---- Text section
Your Manager Is a Bully (but You Aren’t Helpless)

Browsing through the digital libray I found this great  NY Times Career Couch column from way back in 2007 and it deserves another read especially if you’re starting to wonder if that boss of yours is a bully:

Q. Your boss regularly berates you in department meetings, and the behavior is starting to become offensive to you. What should you do?

A. Think before you act. John McKee, president of Four Windows No Walls Consulting, a consulting firm in Sedalia, Colo., says that although it is never acceptable for a boss to belittle employees, reacting emotionally can prompt you to do something you will regret.

“The cold, hard truth is that psychotic bosses and psychotic organizations do exist,” Mr. McKee said. “It’s up to you to handle the situation professionally and with dignity throughout.”

Q. Why do some bosses behave this way?

A. While it is possible that the boss just doesn’t like you, it is more likely that the behavior has nothing to do with you or your performance.

Robert Hogan, president and founder of Hogan Assessment Systems, a personality assessment company in Tulsa, Okla., said that bullying behavior could be prompted by just about anything, from a bad day to sagging earnings to pressure from upper management.

Insecurity could be the cause as well. Dr. Hogan, a retired psychology professor, noted that in some cases — for example, when a boss lacks extensive management experience — certain leaders may feel a need to assert themselves so that everyone knows who’s in charge.

“Feelings of inadequacy are common in the workplace,” Dr. Hogan said. “However you explain it, a boss who pokes fun of his subordinates like this is interpersonally insensitive.”

He noted that in rare cases, the intimidating behavior could also be caused by a much larger problem: chronic depression, a bipolar disorder or a drug or alcohol addiction, to name a few.

Q. How do you know whether your concern is legitimate?
--------
---- Material shown
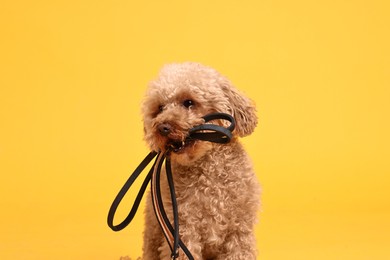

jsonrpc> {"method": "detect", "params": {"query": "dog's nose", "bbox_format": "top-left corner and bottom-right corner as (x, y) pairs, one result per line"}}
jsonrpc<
(158, 123), (172, 136)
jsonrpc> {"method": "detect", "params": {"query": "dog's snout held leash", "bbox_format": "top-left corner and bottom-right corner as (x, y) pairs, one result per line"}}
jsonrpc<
--------
Exercise brief » Quote the article on bullying bosses from "Robert Hogan, president" to "name a few.", word for word.

Final result »
Robert Hogan, president and founder of Hogan Assessment Systems, a personality assessment company in Tulsa, Okla., said that bullying behavior could be prompted by just about anything, from a bad day to sagging earnings to pressure from upper management.

Insecurity could be the cause as well. Dr. Hogan, a retired psychology professor, noted that in some cases — for example, when a boss lacks extensive management experience — certain leaders may feel a need to assert themselves so that everyone knows who’s in charge.

“Feelings of inadequacy are common in the workplace,” Dr. Hogan said. “However you explain it, a boss who pokes fun of his subordinates like this is interpersonally insensitive.”

He noted that in rare cases, the intimidating behavior could also be caused by a much larger problem: chronic depression, a bipolar disorder or a drug or alcohol addiction, to name a few.